Could you print verbatim the stretch of the records below that opens with the line containing "of the water" and closes with the line containing "column 915, row 255", including both of those lines?
========================
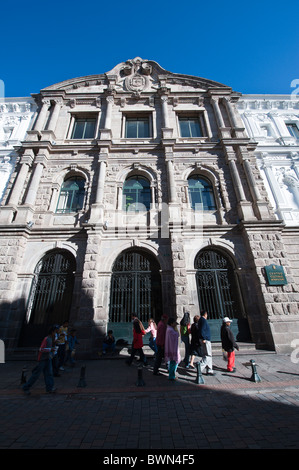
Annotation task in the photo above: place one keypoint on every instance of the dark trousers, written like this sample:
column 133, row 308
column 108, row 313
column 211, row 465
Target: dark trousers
column 141, row 354
column 158, row 360
column 61, row 354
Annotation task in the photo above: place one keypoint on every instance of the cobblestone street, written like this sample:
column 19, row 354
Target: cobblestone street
column 228, row 411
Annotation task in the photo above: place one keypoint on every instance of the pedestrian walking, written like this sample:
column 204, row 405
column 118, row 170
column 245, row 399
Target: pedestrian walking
column 62, row 343
column 44, row 365
column 55, row 353
column 108, row 343
column 137, row 344
column 195, row 347
column 172, row 352
column 72, row 341
column 152, row 329
column 160, row 342
column 228, row 344
column 205, row 344
column 185, row 330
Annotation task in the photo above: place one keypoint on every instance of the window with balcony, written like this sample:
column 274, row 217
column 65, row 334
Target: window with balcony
column 137, row 127
column 201, row 194
column 293, row 130
column 190, row 126
column 71, row 195
column 136, row 194
column 84, row 128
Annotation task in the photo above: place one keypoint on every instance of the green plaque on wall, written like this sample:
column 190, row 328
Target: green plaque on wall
column 275, row 275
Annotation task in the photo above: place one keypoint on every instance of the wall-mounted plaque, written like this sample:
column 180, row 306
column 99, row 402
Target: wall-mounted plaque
column 275, row 275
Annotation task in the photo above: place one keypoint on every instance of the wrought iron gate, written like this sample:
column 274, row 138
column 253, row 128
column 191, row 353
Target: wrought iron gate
column 51, row 295
column 218, row 293
column 135, row 288
column 214, row 278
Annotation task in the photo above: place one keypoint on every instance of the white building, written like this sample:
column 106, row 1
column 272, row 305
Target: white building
column 272, row 121
column 16, row 116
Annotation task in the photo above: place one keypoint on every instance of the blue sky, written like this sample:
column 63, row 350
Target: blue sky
column 251, row 46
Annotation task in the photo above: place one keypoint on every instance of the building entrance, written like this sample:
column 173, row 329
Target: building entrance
column 218, row 293
column 135, row 289
column 50, row 297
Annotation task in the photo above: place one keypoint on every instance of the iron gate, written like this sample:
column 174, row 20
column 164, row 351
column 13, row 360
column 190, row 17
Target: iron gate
column 214, row 278
column 218, row 294
column 50, row 297
column 135, row 288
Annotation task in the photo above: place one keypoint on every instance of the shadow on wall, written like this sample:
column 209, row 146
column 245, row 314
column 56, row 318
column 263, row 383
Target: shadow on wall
column 18, row 334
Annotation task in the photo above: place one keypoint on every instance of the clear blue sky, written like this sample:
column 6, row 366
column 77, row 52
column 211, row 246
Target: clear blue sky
column 251, row 46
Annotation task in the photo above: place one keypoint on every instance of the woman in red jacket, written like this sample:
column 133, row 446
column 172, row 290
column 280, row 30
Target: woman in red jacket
column 138, row 333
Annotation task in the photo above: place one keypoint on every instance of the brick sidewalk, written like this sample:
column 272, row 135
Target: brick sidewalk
column 112, row 412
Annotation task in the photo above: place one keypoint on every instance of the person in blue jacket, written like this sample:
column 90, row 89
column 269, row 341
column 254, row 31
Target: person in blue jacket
column 204, row 334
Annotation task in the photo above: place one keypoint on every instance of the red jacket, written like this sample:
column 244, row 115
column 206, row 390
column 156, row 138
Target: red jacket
column 137, row 339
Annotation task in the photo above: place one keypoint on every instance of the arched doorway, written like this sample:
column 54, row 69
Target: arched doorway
column 135, row 288
column 50, row 296
column 219, row 294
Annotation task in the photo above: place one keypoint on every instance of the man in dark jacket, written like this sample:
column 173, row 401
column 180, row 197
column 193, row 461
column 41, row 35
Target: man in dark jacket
column 160, row 342
column 228, row 344
column 44, row 365
column 205, row 343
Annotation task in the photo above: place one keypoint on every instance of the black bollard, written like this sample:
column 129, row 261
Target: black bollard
column 140, row 382
column 255, row 377
column 23, row 376
column 82, row 382
column 199, row 378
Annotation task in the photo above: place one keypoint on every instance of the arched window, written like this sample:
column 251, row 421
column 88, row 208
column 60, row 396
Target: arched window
column 201, row 193
column 71, row 195
column 136, row 194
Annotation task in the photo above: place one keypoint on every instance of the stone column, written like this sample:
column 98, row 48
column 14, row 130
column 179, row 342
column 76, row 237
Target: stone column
column 34, row 184
column 237, row 181
column 171, row 182
column 164, row 100
column 54, row 116
column 19, row 185
column 39, row 125
column 217, row 112
column 101, row 182
column 231, row 113
column 251, row 181
column 26, row 161
column 110, row 101
column 275, row 188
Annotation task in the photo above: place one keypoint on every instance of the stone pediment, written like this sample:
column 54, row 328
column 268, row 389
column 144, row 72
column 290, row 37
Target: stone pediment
column 135, row 76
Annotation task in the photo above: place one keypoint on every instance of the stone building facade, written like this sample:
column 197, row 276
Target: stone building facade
column 16, row 115
column 138, row 191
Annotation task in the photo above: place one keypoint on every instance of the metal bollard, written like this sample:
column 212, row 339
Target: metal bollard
column 140, row 382
column 255, row 377
column 82, row 382
column 199, row 378
column 23, row 376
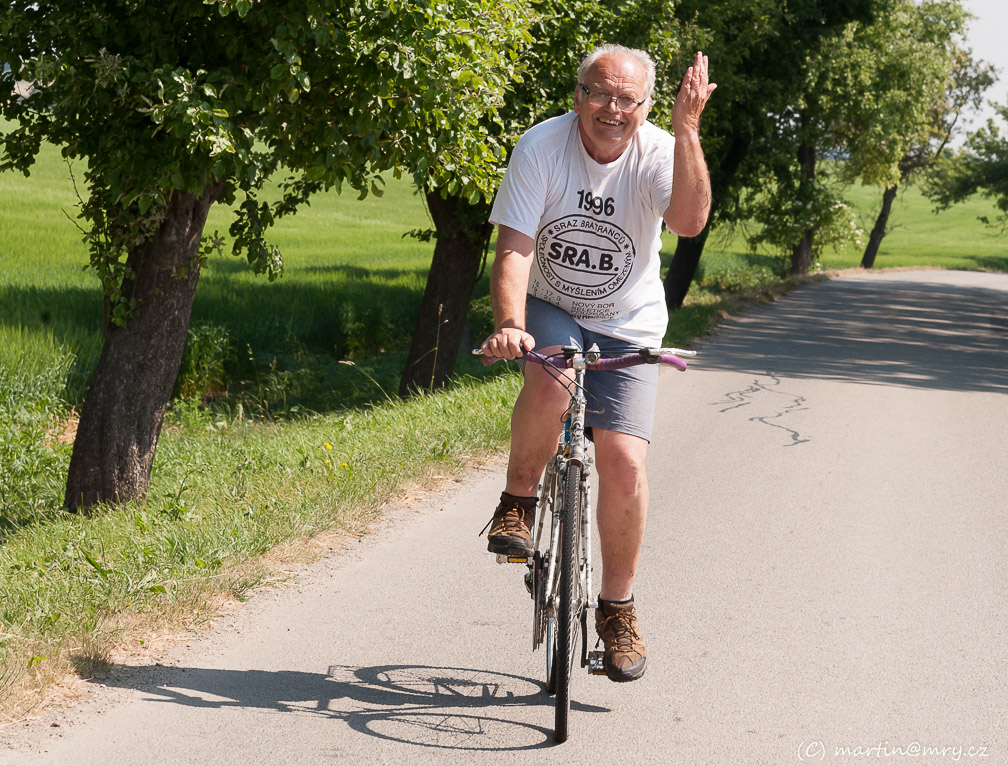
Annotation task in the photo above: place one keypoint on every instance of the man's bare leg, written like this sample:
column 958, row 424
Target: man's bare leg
column 622, row 509
column 535, row 428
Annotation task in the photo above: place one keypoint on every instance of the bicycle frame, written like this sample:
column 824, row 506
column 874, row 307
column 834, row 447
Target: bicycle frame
column 559, row 571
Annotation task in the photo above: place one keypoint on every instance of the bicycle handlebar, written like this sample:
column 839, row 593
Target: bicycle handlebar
column 644, row 356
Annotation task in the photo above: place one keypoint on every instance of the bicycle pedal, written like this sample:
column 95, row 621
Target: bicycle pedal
column 596, row 663
column 505, row 558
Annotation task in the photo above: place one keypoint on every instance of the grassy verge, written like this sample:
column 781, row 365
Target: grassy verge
column 74, row 588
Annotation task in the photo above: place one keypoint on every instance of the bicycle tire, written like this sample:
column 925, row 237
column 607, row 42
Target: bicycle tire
column 568, row 623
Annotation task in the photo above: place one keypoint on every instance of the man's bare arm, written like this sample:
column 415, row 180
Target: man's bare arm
column 508, row 287
column 689, row 204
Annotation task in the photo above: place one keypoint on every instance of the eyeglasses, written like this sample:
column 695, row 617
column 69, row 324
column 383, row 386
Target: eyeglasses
column 623, row 103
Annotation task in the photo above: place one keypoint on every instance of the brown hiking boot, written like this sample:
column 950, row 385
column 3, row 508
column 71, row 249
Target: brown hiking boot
column 510, row 528
column 625, row 655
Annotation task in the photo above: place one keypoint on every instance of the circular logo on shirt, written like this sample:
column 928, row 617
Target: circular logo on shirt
column 584, row 258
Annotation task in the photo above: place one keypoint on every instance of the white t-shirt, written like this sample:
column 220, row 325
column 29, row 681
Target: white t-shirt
column 596, row 228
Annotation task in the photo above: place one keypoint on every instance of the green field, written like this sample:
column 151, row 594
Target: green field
column 271, row 438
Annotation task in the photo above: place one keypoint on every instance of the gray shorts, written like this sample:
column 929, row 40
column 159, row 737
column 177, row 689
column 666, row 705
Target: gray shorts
column 619, row 400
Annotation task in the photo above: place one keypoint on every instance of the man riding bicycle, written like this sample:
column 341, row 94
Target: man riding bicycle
column 579, row 217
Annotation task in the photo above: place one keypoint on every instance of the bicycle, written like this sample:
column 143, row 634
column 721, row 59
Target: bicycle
column 559, row 572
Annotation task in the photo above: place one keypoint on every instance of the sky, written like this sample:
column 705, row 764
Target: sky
column 987, row 36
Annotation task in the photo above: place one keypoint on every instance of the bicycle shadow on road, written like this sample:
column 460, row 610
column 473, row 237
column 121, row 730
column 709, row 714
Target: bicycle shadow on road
column 446, row 708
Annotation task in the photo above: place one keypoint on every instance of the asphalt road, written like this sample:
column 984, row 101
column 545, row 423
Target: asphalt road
column 824, row 580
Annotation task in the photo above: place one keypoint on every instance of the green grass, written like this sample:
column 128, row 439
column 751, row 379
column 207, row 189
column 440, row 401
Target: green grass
column 272, row 437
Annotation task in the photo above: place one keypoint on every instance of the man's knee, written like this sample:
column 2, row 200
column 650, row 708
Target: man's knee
column 621, row 461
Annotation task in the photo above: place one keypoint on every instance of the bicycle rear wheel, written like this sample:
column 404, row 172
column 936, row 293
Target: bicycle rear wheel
column 568, row 622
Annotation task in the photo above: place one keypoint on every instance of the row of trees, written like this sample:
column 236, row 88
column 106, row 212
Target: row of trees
column 181, row 104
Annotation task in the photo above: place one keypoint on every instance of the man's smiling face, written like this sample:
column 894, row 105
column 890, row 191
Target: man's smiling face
column 605, row 130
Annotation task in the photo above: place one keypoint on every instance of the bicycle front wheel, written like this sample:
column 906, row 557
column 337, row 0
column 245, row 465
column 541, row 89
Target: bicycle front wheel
column 568, row 622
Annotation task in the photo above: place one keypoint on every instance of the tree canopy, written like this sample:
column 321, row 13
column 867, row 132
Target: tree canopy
column 176, row 105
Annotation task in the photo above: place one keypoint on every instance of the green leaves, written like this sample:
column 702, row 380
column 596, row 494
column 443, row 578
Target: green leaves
column 177, row 96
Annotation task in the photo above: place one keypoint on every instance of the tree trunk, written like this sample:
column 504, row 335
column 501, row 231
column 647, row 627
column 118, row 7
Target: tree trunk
column 683, row 267
column 879, row 230
column 801, row 255
column 463, row 234
column 122, row 416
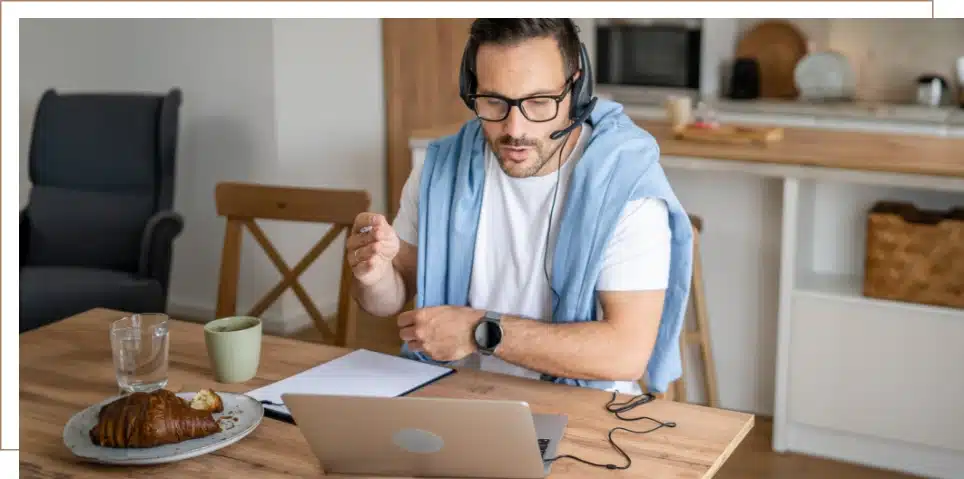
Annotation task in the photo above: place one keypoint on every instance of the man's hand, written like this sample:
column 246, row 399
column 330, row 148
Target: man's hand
column 371, row 247
column 445, row 333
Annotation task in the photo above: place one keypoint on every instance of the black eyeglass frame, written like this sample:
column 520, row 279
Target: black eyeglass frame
column 517, row 102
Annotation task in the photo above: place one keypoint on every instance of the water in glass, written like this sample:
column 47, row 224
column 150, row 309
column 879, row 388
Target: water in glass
column 140, row 346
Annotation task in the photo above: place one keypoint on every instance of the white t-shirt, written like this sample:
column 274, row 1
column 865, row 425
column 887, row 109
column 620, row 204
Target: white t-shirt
column 510, row 262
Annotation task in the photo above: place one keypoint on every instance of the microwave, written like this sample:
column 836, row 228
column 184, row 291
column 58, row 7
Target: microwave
column 666, row 56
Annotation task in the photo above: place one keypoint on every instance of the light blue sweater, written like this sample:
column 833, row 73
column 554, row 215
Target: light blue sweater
column 620, row 164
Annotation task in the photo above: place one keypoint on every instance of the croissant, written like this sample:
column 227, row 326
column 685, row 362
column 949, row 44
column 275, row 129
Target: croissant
column 151, row 419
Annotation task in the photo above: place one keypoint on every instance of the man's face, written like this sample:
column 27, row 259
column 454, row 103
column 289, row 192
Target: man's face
column 533, row 67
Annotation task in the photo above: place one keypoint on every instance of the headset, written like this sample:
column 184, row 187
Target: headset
column 582, row 102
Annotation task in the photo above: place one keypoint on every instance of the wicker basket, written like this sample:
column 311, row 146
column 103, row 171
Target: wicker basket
column 915, row 255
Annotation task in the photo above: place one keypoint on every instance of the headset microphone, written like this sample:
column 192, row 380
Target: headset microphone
column 576, row 121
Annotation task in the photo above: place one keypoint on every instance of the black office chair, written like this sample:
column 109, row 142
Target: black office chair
column 99, row 227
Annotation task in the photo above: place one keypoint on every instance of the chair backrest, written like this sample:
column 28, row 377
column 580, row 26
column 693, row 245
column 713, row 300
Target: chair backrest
column 243, row 203
column 100, row 165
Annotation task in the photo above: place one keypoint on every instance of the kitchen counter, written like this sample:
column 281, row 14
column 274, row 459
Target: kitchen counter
column 850, row 150
column 910, row 113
========================
- Finished answer -
Annotation task in the photo above: place one keypoint on every instance of the water in glass, written like this sample:
column 47, row 224
column 150, row 309
column 879, row 388
Target: water in glass
column 140, row 346
Annotation task in the photo above: place one keypoint on every instance of the white t-shirt, written like this sample:
column 274, row 1
column 865, row 425
column 887, row 109
column 620, row 204
Target: white t-shirt
column 510, row 262
Annotation task in the photo above: place one keypoint on every instance of the microwave, written like this sample:
column 836, row 228
column 184, row 291
column 58, row 7
Target: microwave
column 666, row 56
Annotation task in the photo above: place one keypoint on every instance of the light blue sweater, written like this sample:
column 833, row 73
column 554, row 215
Target: light blue sweater
column 620, row 164
Annotation task in the photo above: place one keypoint on every instance of the croissant, written like this sample:
column 227, row 326
column 685, row 362
column 949, row 44
column 275, row 129
Target: croissant
column 151, row 419
Annotation task in the photo above: place one keypoint on every instance of the man's face, written like this sample:
column 27, row 259
column 454, row 103
column 289, row 192
Target: man's face
column 533, row 67
Annotation task in the photo above: place one keypoint on every instance of the headset, written like this sample:
column 184, row 187
Target: headset
column 582, row 102
Annotation task in the photo above: place one keypoint on every instance of the wicker basket, written like this sample:
column 311, row 146
column 103, row 171
Target: wicker basket
column 915, row 255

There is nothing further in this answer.